Extrait du document
::::::

Besoins pressants à Sherbrooke

Certains des locataires de Sherbrooke sont particulièrement mal pris.  C’est le cas notamment des jeunes et des personnes âgées.  Ainsi, ceux de 15 à 24 ans ont un revenu annuel de seulement 26 924 $ et plus de quatre sur dix ont un taux d’effort dépassant la norme de 30 %.  Les aînéEs sont également en mauvaise posture, particulièrement les ménages locataires dont le principal soutien financier a 75 ans ou plus.  Leur revenu médian ne dépasse pas 26 710 % par an, leur loyer médian est plus cher que la moyenne et près de 51 % d’entre eux ont un taux d’effort dépassant 30 %.

Les personnes seules sont également dans l’embarras.  Elles représentent plus de la moitié de ménages locataires sherbrookois et leur revenu médian est de seulement 22 515 $ par an.  Bien que leur loyer soit inférieur à la médiane de l’ensemble des locataires de la ville, 9230 ont un taux d’effort excessif, soit presqu’une sur deux.

Les ménages immigrants récemment installés au pays vivent aussi des dénis du droit au logement.  Ils sont proportionnellement beaucoup plus nombreux à vivre dans un logement trop petit.  Si ce problème touche 3,5 % de l’ensemble des locataires de Sherbrooke, cette proportion grimpe à 29 % dans le cas des locataires sherbrookois installés au Canada depuis 2011.

::::::

Travail demandé
Poursuivez le texte sur les locataires de Sherbrooke en difficulté en reprenant après sa dernière phrase.

Données disponibles

::::::

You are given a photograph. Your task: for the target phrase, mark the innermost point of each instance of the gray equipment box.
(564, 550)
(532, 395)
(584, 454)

::::::

Résultat
Les gouvernements interpelés

« Il y a 1705 ménages locataires de Sherbrooke qui voient disparaitre 80 % et plus de leur revenu en loyer, mois après mois; au Québec, on en compte 82 085 », ajoute Marie-José Corriveau, coordonnatrice du FRAPRU.  « Ces seuls chiffres devraient faire frémir les gouvernements supérieurs et les convaincre de passer à l’action », invoque-t-elle.

À la lumière des données récentes de la Société canadienne d’hypothèques et de logement sur le marché locatif, l’Association des locataires de Sherbrooke craint une nouvelle pénurie de logements, aggravant encore les choses.  L’organisme rappelle en effet que, dans la RMR de Sherbrooke, au cours de la dernière année, le taux d’inoccupation des logements locatifs a dégringolé de 5,3 % à 2,6 %, passant sous le seuil d’équilibre.  « Lorsqu’il y a une telle rareté de logements s’installe, non seulement des gens risquent de se retrouver sans logis ou dans des situations d’hébergement indésirables, non seulement les cas de discrimination augmentent au moment de la location, mais ça entraine aussi des hausses de loyer abusives, sur lesquelles on ne peut plus revenir », insiste Alain Roy.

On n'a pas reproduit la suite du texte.